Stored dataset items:
━━━━━━
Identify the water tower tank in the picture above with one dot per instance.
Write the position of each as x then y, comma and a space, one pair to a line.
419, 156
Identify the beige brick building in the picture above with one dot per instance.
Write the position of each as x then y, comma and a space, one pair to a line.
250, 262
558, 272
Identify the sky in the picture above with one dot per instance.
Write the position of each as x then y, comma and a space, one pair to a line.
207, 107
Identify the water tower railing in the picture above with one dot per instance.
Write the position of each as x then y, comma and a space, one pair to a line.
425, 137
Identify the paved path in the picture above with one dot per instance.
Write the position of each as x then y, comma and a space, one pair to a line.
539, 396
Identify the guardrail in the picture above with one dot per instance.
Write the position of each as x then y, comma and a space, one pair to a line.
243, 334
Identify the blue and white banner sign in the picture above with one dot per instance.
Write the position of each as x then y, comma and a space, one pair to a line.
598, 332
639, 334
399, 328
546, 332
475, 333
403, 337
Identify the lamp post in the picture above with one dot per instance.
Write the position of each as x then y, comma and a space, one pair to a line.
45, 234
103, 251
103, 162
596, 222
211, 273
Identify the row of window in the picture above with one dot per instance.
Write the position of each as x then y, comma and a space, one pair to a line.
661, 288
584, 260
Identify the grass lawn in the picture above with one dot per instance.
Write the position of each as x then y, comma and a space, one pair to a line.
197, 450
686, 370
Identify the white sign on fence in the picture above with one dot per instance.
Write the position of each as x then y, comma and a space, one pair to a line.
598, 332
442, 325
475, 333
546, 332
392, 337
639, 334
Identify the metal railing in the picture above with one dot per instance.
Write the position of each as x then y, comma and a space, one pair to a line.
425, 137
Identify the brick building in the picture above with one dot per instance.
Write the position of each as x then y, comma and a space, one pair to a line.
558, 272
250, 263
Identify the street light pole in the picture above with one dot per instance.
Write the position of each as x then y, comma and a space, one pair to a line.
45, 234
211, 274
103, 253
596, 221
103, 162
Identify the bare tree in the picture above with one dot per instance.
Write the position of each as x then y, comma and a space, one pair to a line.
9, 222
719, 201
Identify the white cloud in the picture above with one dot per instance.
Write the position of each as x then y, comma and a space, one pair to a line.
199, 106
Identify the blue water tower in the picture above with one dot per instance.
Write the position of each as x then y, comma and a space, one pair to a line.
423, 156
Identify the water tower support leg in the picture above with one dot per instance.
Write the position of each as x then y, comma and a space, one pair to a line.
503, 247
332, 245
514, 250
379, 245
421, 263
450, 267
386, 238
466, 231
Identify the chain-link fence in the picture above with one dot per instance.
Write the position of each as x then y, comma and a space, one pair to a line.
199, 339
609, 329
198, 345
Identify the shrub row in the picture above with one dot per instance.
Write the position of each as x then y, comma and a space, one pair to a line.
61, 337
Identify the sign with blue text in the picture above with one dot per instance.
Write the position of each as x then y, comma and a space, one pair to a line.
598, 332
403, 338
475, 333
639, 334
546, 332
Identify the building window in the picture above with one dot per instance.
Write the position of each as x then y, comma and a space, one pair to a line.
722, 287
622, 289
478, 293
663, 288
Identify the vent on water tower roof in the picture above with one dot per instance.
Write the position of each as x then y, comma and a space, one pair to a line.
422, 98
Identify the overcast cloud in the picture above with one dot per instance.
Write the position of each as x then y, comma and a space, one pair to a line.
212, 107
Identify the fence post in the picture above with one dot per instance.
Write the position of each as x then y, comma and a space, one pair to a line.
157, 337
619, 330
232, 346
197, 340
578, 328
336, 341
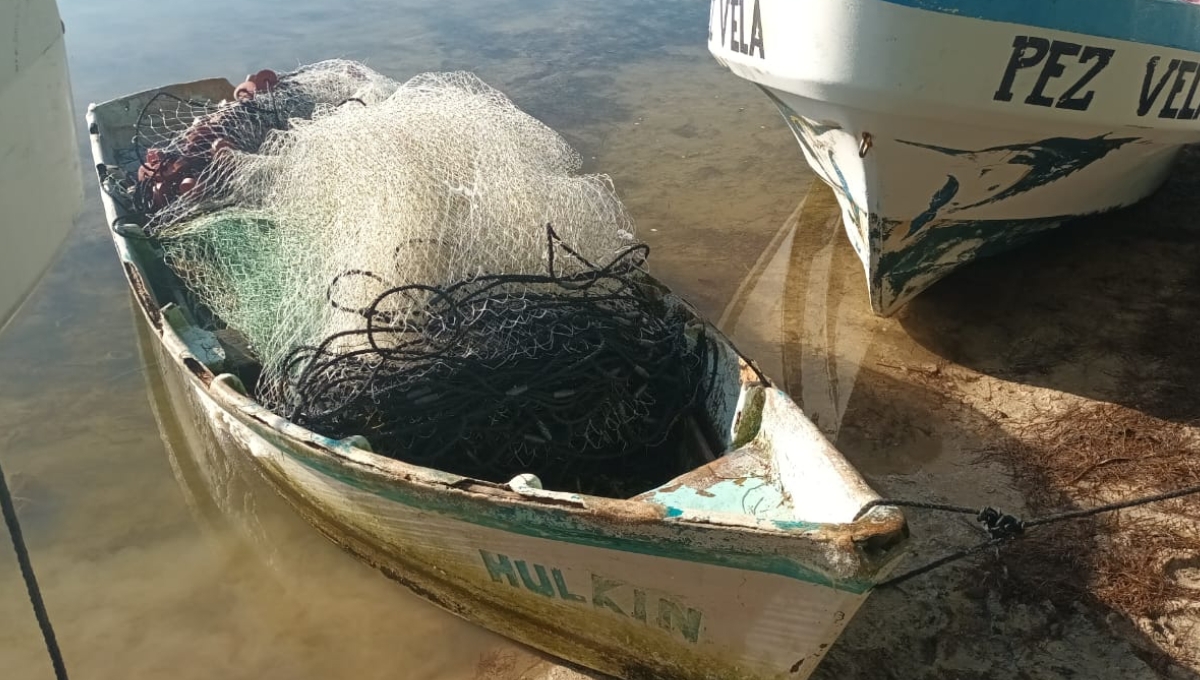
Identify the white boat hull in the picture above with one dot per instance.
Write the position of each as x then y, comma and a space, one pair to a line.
748, 567
949, 137
41, 185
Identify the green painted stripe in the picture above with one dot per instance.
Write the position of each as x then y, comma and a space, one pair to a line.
556, 524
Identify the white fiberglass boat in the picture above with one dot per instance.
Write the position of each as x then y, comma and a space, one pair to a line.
953, 130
━━━━━━
● **Task to carry out**: Repeat word for word each line from the one with "Identify the white boat" to the end of the records above, inclusive.

● **Solution**:
Identify the white boat hull in the picture above with one dot per instance.
Write the position of each as x then y, comma and a space, one pair to a line.
748, 567
949, 137
41, 185
Identify the green painted stripe in the picture above with one dot per instance.
Write the position of each as x then y, comma and a space, one pair to a line.
556, 524
Identify the white fiberglass boat in the picture above with one dot per instance.
Write the position of each as x then y, comma and a space, one pair to a line.
953, 130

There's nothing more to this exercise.